DATA RECORDS section start

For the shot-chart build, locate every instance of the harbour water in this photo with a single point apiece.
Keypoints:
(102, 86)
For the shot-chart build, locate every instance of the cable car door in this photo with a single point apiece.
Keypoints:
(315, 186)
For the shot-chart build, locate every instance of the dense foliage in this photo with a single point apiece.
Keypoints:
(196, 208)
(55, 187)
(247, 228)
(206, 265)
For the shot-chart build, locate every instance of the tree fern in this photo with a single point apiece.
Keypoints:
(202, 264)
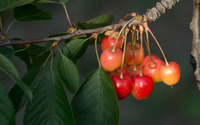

DATA RECORDS section end

What you set down should be exactly the lines from the line containing "For the shot-chart build, locate every instance of the dense" to the last line of the entries above, both included, with no pictures.

For the shot-chart build, locate every instance of the dense foliage in this photo with a single point apiece.
Keypoints:
(196, 208)
(55, 187)
(247, 228)
(206, 265)
For the shot-chart build, locate every instance of the tree fern in this photo with a single point apiece.
Keypoints:
(202, 264)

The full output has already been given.